## Exercise objective
Would you transcribe the line that holds "of the cloudy" and all the lines below it, through the final one, exactly and with nothing else?

## The input

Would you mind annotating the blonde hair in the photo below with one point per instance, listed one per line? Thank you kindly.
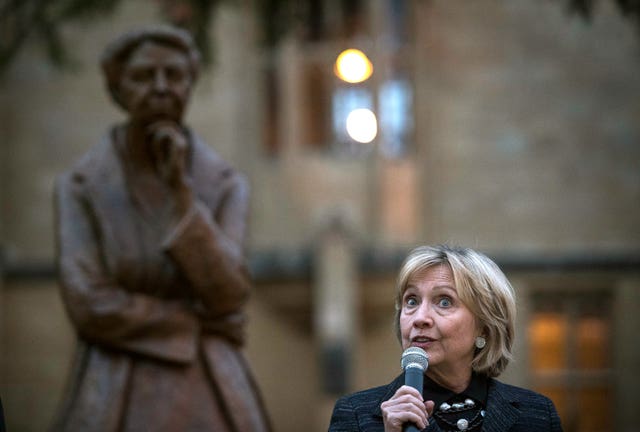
(482, 287)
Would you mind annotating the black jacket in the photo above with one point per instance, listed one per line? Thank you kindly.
(509, 409)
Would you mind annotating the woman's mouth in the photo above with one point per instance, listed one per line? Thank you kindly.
(421, 340)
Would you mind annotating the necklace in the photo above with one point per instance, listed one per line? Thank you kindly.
(452, 416)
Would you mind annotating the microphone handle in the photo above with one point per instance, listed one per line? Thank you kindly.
(413, 377)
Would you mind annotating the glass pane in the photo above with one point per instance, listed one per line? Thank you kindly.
(595, 412)
(548, 338)
(593, 337)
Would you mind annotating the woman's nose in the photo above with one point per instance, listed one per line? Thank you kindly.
(160, 81)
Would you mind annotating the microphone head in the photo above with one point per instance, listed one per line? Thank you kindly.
(414, 357)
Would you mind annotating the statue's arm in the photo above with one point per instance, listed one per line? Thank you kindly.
(100, 310)
(208, 247)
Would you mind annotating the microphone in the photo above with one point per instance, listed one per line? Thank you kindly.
(414, 362)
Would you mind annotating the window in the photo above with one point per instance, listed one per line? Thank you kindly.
(569, 356)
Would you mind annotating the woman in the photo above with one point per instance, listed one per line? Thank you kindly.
(150, 226)
(458, 306)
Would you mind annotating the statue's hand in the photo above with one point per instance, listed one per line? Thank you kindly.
(169, 145)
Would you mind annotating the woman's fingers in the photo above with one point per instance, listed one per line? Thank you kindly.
(405, 406)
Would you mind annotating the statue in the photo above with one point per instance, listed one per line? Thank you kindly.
(150, 226)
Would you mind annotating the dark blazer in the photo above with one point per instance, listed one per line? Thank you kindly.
(509, 409)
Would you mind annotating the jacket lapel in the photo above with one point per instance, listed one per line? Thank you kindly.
(501, 412)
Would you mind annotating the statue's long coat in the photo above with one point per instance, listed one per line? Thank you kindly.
(137, 295)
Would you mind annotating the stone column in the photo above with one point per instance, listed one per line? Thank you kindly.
(626, 354)
(335, 315)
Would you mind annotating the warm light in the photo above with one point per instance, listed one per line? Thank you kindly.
(362, 125)
(353, 66)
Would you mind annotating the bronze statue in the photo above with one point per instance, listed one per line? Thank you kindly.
(150, 228)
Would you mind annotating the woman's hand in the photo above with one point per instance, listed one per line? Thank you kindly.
(169, 146)
(406, 405)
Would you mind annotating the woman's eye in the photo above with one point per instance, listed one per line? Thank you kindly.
(411, 301)
(445, 302)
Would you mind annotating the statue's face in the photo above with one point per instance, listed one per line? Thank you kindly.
(155, 83)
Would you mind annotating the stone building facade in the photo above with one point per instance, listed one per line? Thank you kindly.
(519, 139)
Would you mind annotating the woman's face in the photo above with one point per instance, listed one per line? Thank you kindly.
(155, 83)
(434, 318)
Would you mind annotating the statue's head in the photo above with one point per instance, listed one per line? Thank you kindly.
(150, 72)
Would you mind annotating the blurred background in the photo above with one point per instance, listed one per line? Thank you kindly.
(510, 126)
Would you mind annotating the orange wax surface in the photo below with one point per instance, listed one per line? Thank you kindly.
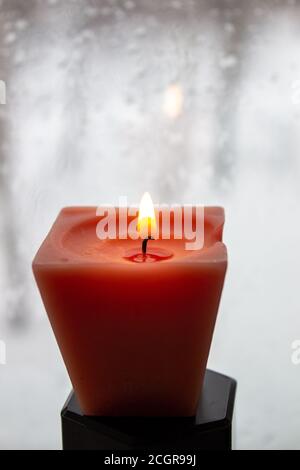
(135, 336)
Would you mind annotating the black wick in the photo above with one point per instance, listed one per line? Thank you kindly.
(144, 244)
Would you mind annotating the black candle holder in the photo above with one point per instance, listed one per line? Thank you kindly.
(210, 429)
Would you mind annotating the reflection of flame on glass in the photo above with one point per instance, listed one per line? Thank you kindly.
(173, 101)
(146, 219)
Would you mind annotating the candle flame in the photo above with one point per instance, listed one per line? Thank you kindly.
(146, 225)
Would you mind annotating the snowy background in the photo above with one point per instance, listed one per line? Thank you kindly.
(86, 120)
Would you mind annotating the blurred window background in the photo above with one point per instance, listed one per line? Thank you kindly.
(195, 101)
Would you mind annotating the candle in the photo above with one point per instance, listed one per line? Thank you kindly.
(134, 325)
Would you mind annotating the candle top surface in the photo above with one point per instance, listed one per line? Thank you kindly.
(73, 240)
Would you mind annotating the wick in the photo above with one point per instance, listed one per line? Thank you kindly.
(144, 245)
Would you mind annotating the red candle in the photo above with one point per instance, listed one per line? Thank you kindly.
(134, 331)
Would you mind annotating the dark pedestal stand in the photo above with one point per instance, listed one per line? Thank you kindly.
(210, 429)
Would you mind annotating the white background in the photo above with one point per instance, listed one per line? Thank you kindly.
(84, 123)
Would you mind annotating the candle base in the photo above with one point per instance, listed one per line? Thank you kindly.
(210, 429)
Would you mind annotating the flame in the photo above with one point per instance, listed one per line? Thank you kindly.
(173, 101)
(146, 225)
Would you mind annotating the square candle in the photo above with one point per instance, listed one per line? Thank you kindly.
(134, 336)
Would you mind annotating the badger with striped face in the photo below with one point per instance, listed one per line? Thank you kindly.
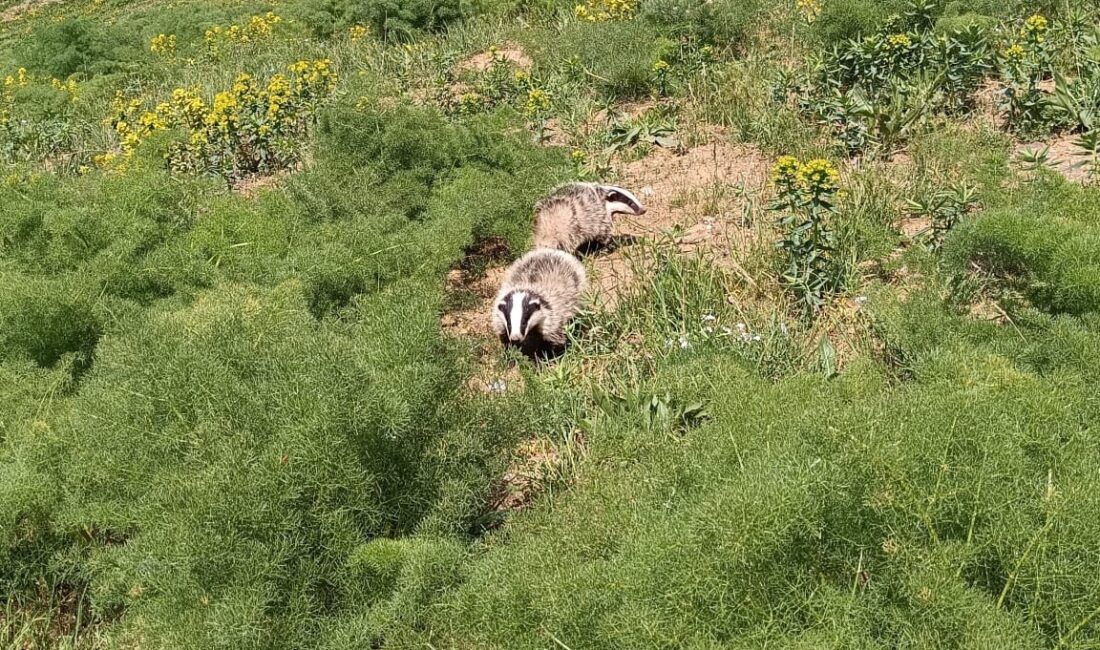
(581, 212)
(540, 295)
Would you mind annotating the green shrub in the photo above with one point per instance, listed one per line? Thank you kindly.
(619, 55)
(1046, 245)
(724, 23)
(842, 20)
(78, 46)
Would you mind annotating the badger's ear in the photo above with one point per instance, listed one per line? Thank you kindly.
(620, 200)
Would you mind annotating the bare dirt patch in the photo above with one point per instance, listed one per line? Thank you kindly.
(535, 466)
(253, 185)
(1063, 156)
(482, 61)
(704, 201)
(479, 290)
(18, 11)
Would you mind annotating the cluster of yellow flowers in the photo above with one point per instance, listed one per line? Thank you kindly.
(538, 102)
(249, 128)
(1034, 29)
(163, 44)
(1032, 37)
(604, 10)
(818, 176)
(815, 177)
(810, 9)
(259, 28)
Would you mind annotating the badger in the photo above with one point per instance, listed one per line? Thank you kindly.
(579, 212)
(540, 294)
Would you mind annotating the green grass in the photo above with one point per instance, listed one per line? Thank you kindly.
(232, 419)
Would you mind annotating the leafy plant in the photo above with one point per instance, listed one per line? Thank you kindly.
(805, 202)
(655, 412)
(1088, 149)
(649, 128)
(944, 209)
(877, 89)
(1024, 65)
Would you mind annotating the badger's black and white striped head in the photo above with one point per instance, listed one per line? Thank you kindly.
(620, 201)
(520, 311)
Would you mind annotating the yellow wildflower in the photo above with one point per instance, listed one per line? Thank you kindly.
(163, 44)
(785, 171)
(810, 9)
(818, 176)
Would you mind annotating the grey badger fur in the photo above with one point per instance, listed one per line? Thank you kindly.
(539, 296)
(579, 212)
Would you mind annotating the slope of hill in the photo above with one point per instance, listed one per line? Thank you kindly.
(835, 388)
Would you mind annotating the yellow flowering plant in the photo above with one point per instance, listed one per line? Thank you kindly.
(805, 194)
(605, 10)
(257, 29)
(163, 44)
(1024, 64)
(254, 127)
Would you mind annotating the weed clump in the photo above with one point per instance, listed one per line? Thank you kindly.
(805, 199)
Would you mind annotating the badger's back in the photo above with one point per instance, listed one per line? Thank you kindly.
(572, 215)
(550, 272)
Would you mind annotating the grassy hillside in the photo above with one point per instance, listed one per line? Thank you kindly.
(835, 389)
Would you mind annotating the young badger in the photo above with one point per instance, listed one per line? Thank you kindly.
(539, 296)
(579, 212)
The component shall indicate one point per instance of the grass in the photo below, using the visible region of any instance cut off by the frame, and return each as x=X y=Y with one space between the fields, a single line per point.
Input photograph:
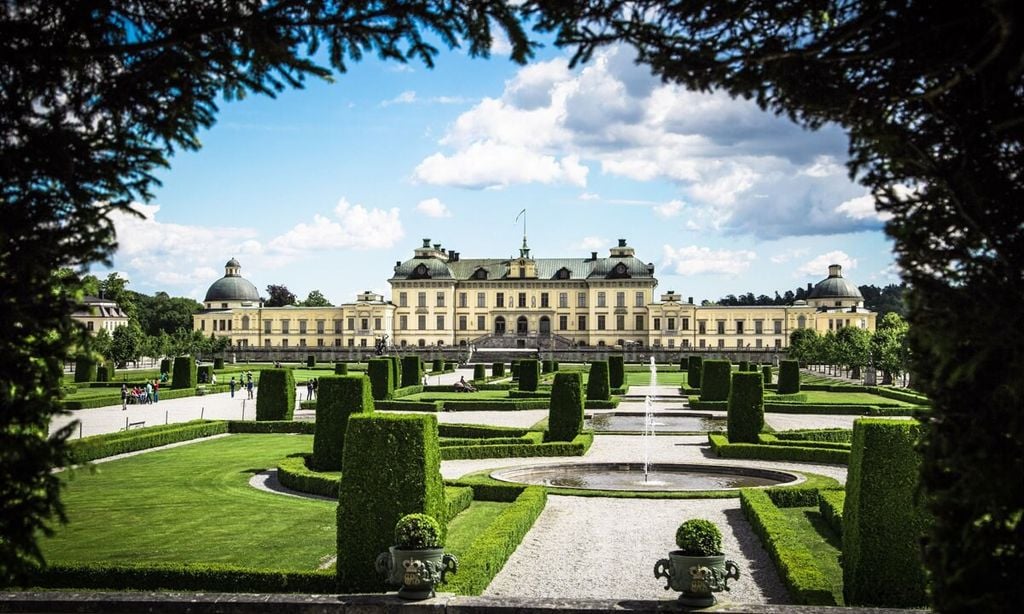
x=821 y=540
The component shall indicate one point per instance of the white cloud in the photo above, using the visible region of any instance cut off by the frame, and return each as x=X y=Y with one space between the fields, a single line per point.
x=818 y=266
x=694 y=260
x=352 y=226
x=433 y=208
x=670 y=209
x=492 y=165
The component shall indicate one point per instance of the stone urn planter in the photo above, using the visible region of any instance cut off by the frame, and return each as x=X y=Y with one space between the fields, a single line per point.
x=417 y=563
x=698 y=568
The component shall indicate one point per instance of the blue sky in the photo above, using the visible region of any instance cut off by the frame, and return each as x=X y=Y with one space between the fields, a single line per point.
x=327 y=187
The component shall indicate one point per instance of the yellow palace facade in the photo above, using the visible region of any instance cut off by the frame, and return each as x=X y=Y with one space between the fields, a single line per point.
x=440 y=299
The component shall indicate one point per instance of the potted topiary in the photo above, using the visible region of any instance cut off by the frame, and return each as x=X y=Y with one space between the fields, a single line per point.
x=698 y=568
x=417 y=561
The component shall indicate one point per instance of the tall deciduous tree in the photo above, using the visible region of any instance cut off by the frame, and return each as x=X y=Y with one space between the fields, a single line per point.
x=95 y=95
x=930 y=93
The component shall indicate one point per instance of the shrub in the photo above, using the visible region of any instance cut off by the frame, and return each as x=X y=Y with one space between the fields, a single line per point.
x=85 y=368
x=529 y=375
x=381 y=383
x=184 y=373
x=747 y=409
x=338 y=398
x=565 y=414
x=715 y=380
x=276 y=394
x=391 y=468
x=418 y=531
x=698 y=537
x=883 y=522
x=616 y=370
x=598 y=385
x=204 y=374
x=788 y=377
x=412 y=371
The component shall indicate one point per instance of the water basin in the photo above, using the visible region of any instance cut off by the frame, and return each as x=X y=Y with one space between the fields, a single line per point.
x=630 y=476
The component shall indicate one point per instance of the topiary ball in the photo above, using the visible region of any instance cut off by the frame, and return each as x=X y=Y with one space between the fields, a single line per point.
x=698 y=537
x=417 y=531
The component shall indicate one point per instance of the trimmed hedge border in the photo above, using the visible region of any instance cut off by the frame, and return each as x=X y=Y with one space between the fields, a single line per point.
x=807 y=584
x=720 y=444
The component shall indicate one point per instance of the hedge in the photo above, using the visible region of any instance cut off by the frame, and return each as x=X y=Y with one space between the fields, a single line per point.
x=788 y=377
x=598 y=382
x=529 y=375
x=883 y=518
x=796 y=563
x=339 y=397
x=412 y=371
x=382 y=386
x=694 y=369
x=184 y=373
x=747 y=409
x=100 y=446
x=488 y=553
x=391 y=468
x=715 y=380
x=830 y=506
x=182 y=576
x=276 y=394
x=85 y=368
x=720 y=444
x=565 y=414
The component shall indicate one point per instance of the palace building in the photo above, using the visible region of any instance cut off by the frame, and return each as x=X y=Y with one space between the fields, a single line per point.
x=438 y=298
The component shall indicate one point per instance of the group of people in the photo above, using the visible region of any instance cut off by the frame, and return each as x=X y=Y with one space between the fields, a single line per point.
x=245 y=381
x=139 y=394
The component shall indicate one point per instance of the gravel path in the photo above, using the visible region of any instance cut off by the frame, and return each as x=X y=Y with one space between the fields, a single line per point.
x=581 y=547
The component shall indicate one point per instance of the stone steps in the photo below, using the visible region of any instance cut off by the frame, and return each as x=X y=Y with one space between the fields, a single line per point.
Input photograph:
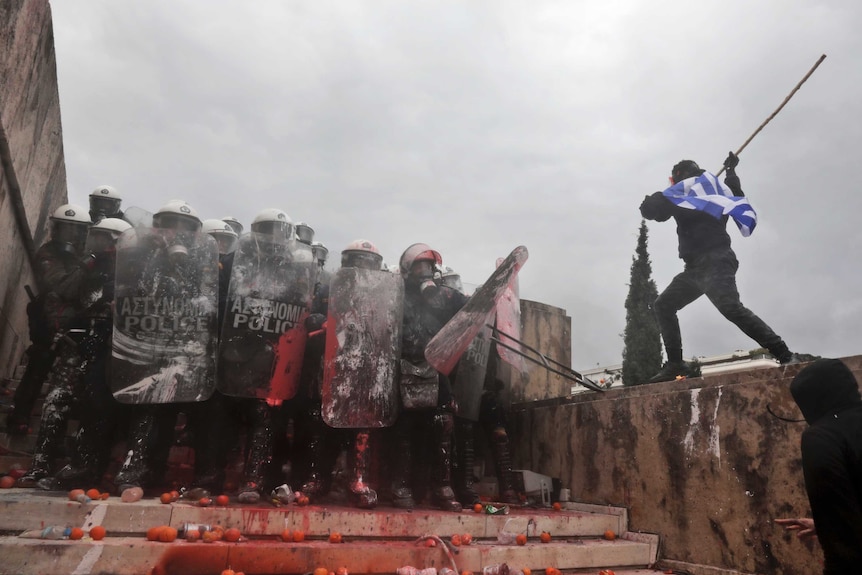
x=375 y=541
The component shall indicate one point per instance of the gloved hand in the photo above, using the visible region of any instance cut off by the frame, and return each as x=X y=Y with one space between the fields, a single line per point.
x=731 y=161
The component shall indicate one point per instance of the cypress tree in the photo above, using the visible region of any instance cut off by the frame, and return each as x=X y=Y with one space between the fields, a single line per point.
x=642 y=339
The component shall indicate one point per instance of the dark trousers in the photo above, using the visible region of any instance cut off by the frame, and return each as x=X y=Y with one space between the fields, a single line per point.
x=712 y=274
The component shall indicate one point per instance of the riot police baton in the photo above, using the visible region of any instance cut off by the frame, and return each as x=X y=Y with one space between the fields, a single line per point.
x=544 y=361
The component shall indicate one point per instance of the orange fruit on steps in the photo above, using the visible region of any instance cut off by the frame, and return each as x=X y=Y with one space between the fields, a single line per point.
x=76 y=533
x=232 y=535
x=168 y=534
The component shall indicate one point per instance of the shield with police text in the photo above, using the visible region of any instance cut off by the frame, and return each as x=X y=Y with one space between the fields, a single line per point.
x=165 y=318
x=363 y=348
x=263 y=335
x=469 y=375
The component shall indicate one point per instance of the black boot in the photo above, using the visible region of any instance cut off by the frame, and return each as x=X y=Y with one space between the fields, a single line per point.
x=259 y=453
x=503 y=463
x=359 y=463
x=402 y=494
x=462 y=465
x=319 y=478
x=442 y=494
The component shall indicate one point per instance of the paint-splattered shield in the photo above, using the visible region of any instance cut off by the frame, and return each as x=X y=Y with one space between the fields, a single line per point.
x=164 y=340
x=263 y=335
x=469 y=377
x=363 y=347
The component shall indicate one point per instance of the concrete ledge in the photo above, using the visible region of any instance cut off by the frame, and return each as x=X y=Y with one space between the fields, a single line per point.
x=135 y=556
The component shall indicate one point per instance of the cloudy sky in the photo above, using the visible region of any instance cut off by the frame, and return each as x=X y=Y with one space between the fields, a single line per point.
x=476 y=126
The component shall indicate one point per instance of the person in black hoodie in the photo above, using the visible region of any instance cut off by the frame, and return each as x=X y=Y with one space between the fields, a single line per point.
x=828 y=396
x=710 y=269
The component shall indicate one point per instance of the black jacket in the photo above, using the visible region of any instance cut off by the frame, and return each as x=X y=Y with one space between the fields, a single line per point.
x=698 y=232
x=828 y=395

## Answer for this exercise
The component shall indicate one point per instance of the cloudy sky in the photo above, using the visible region of any instance cut off by the frame, and return each as x=X y=Y with one space between the fields, a single line per point.
x=476 y=126
The component shall indicate one point per instance of the person in black hoodie in the photo above, using the visible region of any instance cut off by the frame, and return each as x=X y=Y with one space between the fields, a single line per point.
x=828 y=396
x=710 y=269
The component shall indicate one point per instance of the black jacket in the photo above, using the visible region of any instance cut off by the frame, and return each as x=X y=Y with one space between the fields, a single line per point.
x=698 y=232
x=828 y=395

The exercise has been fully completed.